### Texto proporcionado:
++++
Juan
Carlos Onetti encerrado con un solo juguete: un libro
Por Eduardo Becerra Grande
Sí, y digo también que para
construir su literatura
no mira al exterior
sino al mundo que tiene en sus entrañas.
María Esther Gilio
Construcción
de la noche. La vida de Juan Carlos Onetti
Los hitos fundamentales de la vida de un
gran escritor son sus libros. Al lado de ellos, ciertas vivencias especialmente
relevantes suelen evocarse para completar el perfil biográfico y también a veces
para tratar de explicar los significados de su literatura. La vida de Juan
Carlos Onetti podría dibujarse sobre ambos planos. Autor de un buen puñado de
obras maestras: El pozo, La vida breve, Los adioses, El astillero,
Juntacadáveres y cuentos como «Un sueño realizado», «El infierno tan temido»,
«Jacob y el otro» o «La novia robada», por citar sólo unos pocos; en su
trayectoria encontramos asimismo experiencias de gran significación: sus
matrimonios y divorcios, su vida de juventud y madurez entre Buenos Aires y
Montevideo, alguna larga, intensa y agónica pasión amorosa, como la de su
relación con la poeta Idea Vilariño, las dificultades y la resistencia al
reconocimiento de su obra plasmadas en su larga colección de segundos puestos
en premios literarios y la cárcel y el exilio, en las que debería apoyarse
cualquier biografía al uso sobre su figura.
Todas ellas han sido relatadas, por el
propio Onetti o por sus biógrafos o los críticos de su obra, en numerosas
ocasiones. En general, la imagen del Onetti silencioso, solitario, huraño e
irónico se ha repetido en prácticamente todas las semblanzas que se han
acercado a su personalidad. Al lado de todos estos rasgos y aconteceres, otras
muchas experiencias menores han sido igualmente destacadas una y otra vez como
signos de su carácter singular. Sin embargo, pienso que no se ha resaltado
suficientemente el hilo que las une, una delgada fibra que traza una biografía
íntima quizás incluso más iluminadora de su literatura y su forma de ser que
otros sucesos aparentemente más importantes.
++++
Según el texto sobre Juan Carlos Onetti, ¿con qué poeta vivió el escritor una larga, intensa y agónica pasión amorosa?
++++
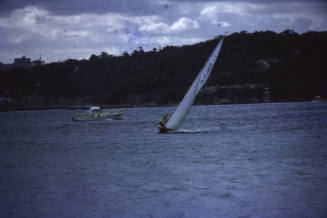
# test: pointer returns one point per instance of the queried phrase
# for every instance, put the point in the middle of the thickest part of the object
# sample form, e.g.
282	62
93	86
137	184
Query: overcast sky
62	29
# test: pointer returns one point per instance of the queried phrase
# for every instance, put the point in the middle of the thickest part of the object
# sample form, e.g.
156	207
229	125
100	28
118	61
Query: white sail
188	100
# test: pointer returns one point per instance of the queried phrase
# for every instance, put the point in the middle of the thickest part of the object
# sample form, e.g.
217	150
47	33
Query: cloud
77	28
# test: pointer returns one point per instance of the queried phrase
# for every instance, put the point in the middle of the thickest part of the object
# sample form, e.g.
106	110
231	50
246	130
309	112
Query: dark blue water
255	160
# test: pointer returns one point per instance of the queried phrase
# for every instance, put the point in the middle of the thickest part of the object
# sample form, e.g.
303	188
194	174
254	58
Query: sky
62	29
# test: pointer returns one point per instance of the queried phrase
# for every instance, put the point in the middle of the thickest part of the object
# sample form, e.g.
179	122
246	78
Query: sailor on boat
162	123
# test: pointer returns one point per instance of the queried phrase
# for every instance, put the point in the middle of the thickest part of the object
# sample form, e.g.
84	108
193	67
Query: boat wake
194	131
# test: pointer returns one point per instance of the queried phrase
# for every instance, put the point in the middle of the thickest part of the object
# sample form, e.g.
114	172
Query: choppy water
255	160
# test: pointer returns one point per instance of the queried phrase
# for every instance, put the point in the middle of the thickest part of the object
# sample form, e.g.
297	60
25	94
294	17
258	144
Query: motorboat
96	113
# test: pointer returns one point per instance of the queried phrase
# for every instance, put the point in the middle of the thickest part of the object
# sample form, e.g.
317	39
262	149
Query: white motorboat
96	113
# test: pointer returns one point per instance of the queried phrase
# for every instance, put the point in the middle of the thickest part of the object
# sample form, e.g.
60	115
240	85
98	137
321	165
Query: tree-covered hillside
292	66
++++
### Respuesta:
Con la poeta Idea Vilariño.